Segment Start: DATA IN THIS EXERCISE
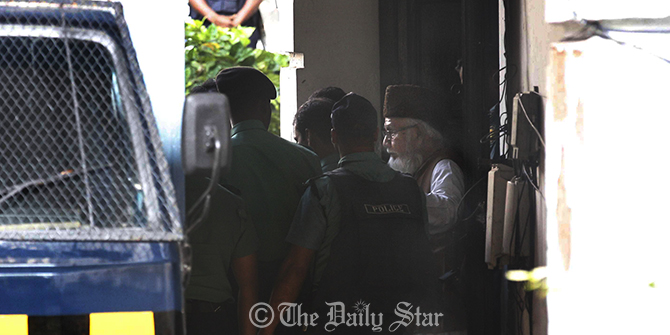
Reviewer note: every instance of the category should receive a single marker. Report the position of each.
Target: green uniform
(329, 163)
(227, 233)
(317, 222)
(269, 172)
Segment End: DATA IN THIS EXERCISE
■ EXERCISE PROMPT
Your task is a word-for-word transcription of the entries, leaving out all pictures.

■ WRITTEN SOLUTION
Reviewer note: every instance of the category should receive a single marker. Report the position of each.
Target: green uniform
(329, 163)
(227, 233)
(317, 222)
(269, 172)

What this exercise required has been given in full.